| What to produce |
Here the job is to print all of the entries below verbatim and leave out any picture.

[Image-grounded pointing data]

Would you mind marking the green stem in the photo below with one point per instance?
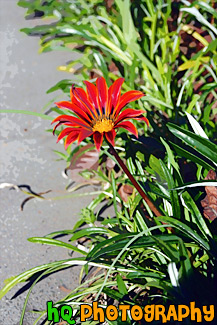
(134, 182)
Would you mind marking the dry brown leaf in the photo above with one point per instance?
(209, 203)
(86, 158)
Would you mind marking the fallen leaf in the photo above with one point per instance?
(209, 203)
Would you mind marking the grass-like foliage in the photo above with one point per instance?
(168, 50)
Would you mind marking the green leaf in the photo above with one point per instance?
(54, 242)
(173, 194)
(184, 153)
(198, 218)
(186, 230)
(121, 285)
(11, 282)
(21, 111)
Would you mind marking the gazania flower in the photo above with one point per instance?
(98, 112)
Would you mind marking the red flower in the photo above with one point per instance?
(99, 111)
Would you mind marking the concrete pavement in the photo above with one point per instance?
(26, 157)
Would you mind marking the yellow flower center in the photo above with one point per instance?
(103, 125)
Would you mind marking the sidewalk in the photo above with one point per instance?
(27, 158)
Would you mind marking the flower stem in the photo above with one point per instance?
(134, 182)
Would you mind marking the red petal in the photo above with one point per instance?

| Output for this task |
Would you mind marking the green stem in the photo below with one point per instance?
(134, 182)
Would you mind marking the dry brown leaf in the photo above with one point per instance?
(209, 203)
(86, 158)
Would you mind marking the fallen leaf in the photo above with one point per instance?
(209, 203)
Would you mind marking the grass-like foliage in the photo above with one point per instance?
(168, 50)
Would you mind marking the green leaf in the photo above with one point per instance?
(54, 242)
(173, 194)
(184, 153)
(198, 218)
(186, 230)
(121, 285)
(11, 282)
(21, 111)
Would you mind marking the gazania flower in the photo above with one point per instance?
(98, 112)
Would you mind marking the red flower in the photo above with one point per instance?
(99, 111)
Would you mind marking the concrete pavement in the photo above with one point per instance?
(26, 157)
Would you mind marking the yellow flower center in the photo above with one point per instance?
(103, 125)
Would you mind marking the sidewalk in the photo above with one point per instance?
(27, 158)
Would you mind marking the flower stem in the photo above with one point per instance?
(134, 182)
Would you mind marking the red petal in the photo above with one point per instance?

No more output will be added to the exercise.